Task description
Repeat the material exactly, leaving no line out.

Raw data
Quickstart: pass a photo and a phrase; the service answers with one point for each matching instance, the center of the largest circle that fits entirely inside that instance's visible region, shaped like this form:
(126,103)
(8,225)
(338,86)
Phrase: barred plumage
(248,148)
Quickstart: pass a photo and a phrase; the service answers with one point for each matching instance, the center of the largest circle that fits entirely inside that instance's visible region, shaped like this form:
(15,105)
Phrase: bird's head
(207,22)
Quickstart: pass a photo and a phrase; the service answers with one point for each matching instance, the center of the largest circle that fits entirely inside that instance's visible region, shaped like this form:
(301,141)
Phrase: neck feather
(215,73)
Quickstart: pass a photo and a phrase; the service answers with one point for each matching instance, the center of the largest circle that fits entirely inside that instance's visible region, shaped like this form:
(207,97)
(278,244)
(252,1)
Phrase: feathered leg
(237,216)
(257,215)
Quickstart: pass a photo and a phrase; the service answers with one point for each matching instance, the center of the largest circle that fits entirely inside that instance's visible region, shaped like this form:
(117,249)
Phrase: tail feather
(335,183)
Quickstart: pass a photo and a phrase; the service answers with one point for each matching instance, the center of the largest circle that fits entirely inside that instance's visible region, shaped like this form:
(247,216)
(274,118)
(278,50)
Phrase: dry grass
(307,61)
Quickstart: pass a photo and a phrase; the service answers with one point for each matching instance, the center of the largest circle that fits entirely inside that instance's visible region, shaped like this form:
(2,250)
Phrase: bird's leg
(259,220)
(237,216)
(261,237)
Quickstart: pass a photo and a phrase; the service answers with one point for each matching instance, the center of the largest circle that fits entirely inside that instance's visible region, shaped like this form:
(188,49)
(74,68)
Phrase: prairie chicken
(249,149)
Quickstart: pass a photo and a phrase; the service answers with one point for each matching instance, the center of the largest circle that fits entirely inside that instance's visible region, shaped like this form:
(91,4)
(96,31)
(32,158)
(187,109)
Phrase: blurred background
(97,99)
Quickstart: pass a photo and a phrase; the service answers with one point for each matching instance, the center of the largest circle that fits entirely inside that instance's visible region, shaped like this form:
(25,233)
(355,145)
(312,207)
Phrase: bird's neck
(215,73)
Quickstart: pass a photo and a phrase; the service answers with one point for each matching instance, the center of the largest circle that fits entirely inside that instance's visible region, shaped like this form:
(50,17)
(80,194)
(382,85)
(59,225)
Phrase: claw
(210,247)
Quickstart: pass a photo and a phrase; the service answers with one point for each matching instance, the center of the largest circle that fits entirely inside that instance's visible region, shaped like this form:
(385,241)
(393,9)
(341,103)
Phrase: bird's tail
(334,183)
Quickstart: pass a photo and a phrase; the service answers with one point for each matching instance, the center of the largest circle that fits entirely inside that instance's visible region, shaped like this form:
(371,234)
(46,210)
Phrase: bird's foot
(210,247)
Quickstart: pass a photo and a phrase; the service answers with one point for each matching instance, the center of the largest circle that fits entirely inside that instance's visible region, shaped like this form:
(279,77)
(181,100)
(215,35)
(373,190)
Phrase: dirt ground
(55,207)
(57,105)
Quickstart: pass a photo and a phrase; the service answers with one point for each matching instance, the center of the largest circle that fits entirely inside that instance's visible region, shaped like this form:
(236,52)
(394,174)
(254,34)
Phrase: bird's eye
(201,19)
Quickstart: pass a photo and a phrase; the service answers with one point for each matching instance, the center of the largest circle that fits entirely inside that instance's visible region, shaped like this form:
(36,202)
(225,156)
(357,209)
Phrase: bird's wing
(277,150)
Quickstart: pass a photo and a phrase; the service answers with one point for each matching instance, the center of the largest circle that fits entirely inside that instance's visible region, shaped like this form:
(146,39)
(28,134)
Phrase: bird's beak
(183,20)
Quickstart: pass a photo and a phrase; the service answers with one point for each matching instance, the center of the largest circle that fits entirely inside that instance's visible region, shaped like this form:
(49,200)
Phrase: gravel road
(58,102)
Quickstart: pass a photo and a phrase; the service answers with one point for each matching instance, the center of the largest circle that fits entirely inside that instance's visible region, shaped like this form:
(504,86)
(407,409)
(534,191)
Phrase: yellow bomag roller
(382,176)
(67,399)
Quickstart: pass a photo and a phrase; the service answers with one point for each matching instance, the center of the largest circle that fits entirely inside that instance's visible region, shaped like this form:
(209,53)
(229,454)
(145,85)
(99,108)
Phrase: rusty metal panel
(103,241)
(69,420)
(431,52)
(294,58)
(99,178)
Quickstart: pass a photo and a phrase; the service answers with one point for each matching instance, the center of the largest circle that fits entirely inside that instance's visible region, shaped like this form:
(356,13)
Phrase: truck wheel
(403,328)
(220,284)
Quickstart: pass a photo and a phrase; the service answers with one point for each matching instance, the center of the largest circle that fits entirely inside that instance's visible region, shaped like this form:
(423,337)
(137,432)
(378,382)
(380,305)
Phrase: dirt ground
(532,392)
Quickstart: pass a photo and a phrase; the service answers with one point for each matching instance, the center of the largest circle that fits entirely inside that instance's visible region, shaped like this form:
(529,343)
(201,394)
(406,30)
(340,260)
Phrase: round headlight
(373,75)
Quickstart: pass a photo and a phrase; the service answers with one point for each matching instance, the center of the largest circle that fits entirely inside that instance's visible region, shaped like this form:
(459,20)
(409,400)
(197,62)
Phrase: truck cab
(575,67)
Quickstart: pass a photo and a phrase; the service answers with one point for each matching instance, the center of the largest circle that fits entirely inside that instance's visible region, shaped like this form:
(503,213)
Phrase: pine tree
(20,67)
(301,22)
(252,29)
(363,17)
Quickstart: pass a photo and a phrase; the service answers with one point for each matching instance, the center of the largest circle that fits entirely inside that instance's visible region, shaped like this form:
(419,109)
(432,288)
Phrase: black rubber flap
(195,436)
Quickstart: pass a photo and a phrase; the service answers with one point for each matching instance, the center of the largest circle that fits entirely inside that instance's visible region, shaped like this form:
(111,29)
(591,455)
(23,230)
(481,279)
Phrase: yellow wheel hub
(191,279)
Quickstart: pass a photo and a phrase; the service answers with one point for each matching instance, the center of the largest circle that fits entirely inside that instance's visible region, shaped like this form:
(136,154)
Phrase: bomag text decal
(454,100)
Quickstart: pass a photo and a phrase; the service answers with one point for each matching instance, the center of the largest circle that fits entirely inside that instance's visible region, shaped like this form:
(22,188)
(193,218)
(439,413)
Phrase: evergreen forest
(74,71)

Completed task
Quickstart: pass a photo and a phrase; the service answers with one point for each matching instance, the center of the largest circle that fits entirely inside that instance's visible region, shaped like this form:
(126,103)
(8,225)
(338,86)
Phrase: barred plumage
(248,148)
Quickstart: pass a photo and a phrase; the service answers with one point for each matching instance, the center of the largest circle that fits entirely inside that instance's visible region, shaped like this form:
(15,105)
Phrase: bird's head
(207,22)
Quickstart: pass a photo and a phrase; the service answers with one point for each matching instance, the center of the largest circle that fits entirely inside that instance's visible region, shaped like this form:
(301,141)
Phrase: neck feather
(215,73)
Quickstart: pass a photo and a phrase; the service answers with one point for each matching instance, the center of the largest circle that fits entirely inside that instance's visible region, shaped like this form:
(207,97)
(278,244)
(252,1)
Phrase: feathered leg
(237,216)
(257,215)
Quickstart: pass a photo and a phrase; the service answers with one point for each matching instance, the center of the largest circle that fits entirely inside that instance's visible region, shaped like this form:
(117,249)
Phrase: tail feather
(335,183)
Quickstart: pass a photo and a phrase; the service answers with one point for each matching instance, the center of the largest circle that fits entirely inside that instance's visible region, shaped like this form:
(247,216)
(274,118)
(278,50)
Phrase: dry grass
(307,61)
Quickstart: pass a photo and a phrase; the service answers with one point for each matching instance, the center of the largest circle that fits entirely inside that instance's visible region, shaped like this form:
(2,250)
Phrase: bird's leg
(259,220)
(237,216)
(261,237)
Quickstart: pass a photo and a phrase; the service answers with one point for each matching instance, the center of the largest circle that fits entirely inside that instance's visible region, shaped like this form:
(188,49)
(74,68)
Phrase: prairie chicken
(249,149)
Quickstart: pass a photo and a phrase; the service answers with one point for each matching instance, the center of the largest circle that fits entirely inside that instance's visible region, shaped like this form:
(91,4)
(96,31)
(32,158)
(187,109)
Phrase: blurred background
(97,99)
Quickstart: pass a photo and a phrase; the service answers with one point for each matching instance, the center of the largest circle that fits entirely inside that instance's visible region, shaped like this form:
(25,233)
(355,145)
(312,207)
Phrase: bird's neck
(215,73)
Quickstart: pass a photo and a phrase; the service answers with one point for each matching instance, the center of the largest circle that fits entirely inside that instance's visible region, shaped like this form:
(50,17)
(80,194)
(382,85)
(59,225)
Phrase: claw
(210,247)
Quickstart: pass a photo and a phrase; the service answers with one point for each matching instance, the center of the largest circle that fits entirely inside that instance's visible region, shaped like this form:
(385,241)
(393,9)
(341,103)
Phrase: bird's tail
(334,183)
Quickstart: pass a photo and a phrase; the service answers with one point for each matching instance, the center of the largest circle that fits entirely inside that instance's visible region, shaped like this form:
(371,234)
(46,210)
Phrase: bird's foot
(210,247)
Quickstart: pass a photo and a phrase; the service answers with one point for each matching instance, the center of the largest circle that fits entirely inside that instance's visible region, shaped like this form:
(279,77)
(181,100)
(215,35)
(373,190)
Phrase: dirt ground
(55,207)
(57,105)
Quickstart: pass a photo and a phrase; the service answers with one point for each matching instance, the center of the largest circle that fits entirely inside that instance's visible region, shaped like this form:
(236,52)
(394,174)
(254,34)
Phrase: bird's eye
(201,19)
Quickstart: pass a photo and a phrase; the service answers with one point for each matching instance, the center of the largest circle that fits entirely inside that instance's visible region, shaped like this form:
(36,202)
(225,156)
(357,209)
Phrase: bird's wing
(277,150)
Quickstart: pass a photo and a phrase; the service answers with one point for each matching instance, the center of the largest circle that fits entirely inside that instance's visible region, shaped like this form:
(146,39)
(28,134)
Phrase: bird's beak
(183,20)
Quickstart: pass a photo and a phrase; the service answers with one point for each matching instance, the center of the largest circle that fits entirely inside that instance's visible region, shaped like this form:
(49,200)
Phrase: gravel road
(58,102)
Quickstart: pass a photo and a phrase; the service answers with one point for each matching instance, the center of the largest circle that fits entirely inside that instance's visible region, shaped like this form:
(504,86)
(407,409)
(534,191)
Phrase: yellow bomag roller
(382,176)
(67,399)
Quickstart: pass a photo and a phrase; the service answers with one point for each matching instance, the center of the largest circle that fits entirely inside that instance's visible region, shaped like this form:
(209,53)
(229,454)
(145,85)
(99,108)
Phrase: rusty metal panel
(103,241)
(69,420)
(431,52)
(294,58)
(99,178)
Quickstart: pass a photo and a phrase; the service answers with one point for each matching instance, the center of the largest circle that fits entirely inside that instance's visible region, shaped like this form:
(356,13)
Phrase: truck wheel
(403,328)
(220,284)
Quickstart: pass a photo and a phrase; the service answers with one point for each matching instance, the center of the largest circle that fits entirely inside that instance's visible region, shaped like this form:
(423,337)
(137,432)
(378,382)
(380,305)
Phrase: dirt ground
(532,392)
Quickstart: pass a photo and a phrase; the service answers with one point for each matching instance, the center of the largest circle that fits entirely inside that instance's visible region, shaped like this form:
(529,343)
(201,394)
(406,30)
(340,260)
Phrase: round headlight
(373,75)
Quickstart: pass a photo and a phrase; the service answers with one point for each matching instance, the center of the largest circle that fits entirely inside that instance's visible region, shaped like this form:
(459,20)
(409,400)
(197,62)
Phrase: truck cab
(575,67)
Quickstart: pass a photo and a phrase; the service answers with one point for each matching instance, the center of the largest circle that fits entirely inside that instance's visible region, shaped like this form:
(503,213)
Phrase: pine tree
(20,67)
(301,22)
(252,29)
(363,17)
Quickstart: pass a photo and a phrase; the service answers with one point for each matching instance, the center of the largest circle that fits entirely inside that instance's visible region, shaped like this form:
(419,109)
(432,288)
Phrase: black rubber flap
(195,436)
Quickstart: pass a photo and a phrase; the service answers with one point for each matching instance, the center of the largest circle that fits entirely inside that instance's visible region, shaped like this form:
(111,29)
(591,455)
(23,230)
(481,279)
Phrase: yellow wheel hub
(191,279)
Quickstart: pass a photo and a phrase; the service answers with one point for each matching instance, the center of the largest circle that fits entirely inside that instance's visible region, shaped like this form:
(136,154)
Phrase: bomag text decal
(454,100)
Quickstart: pass a photo and a phrase; the service answers with one point for each matching instance, the center of the largest circle that fits entirely inside that instance's visible region, shaped like this form:
(22,188)
(193,218)
(439,413)
Phrase: evergreen forest
(74,71)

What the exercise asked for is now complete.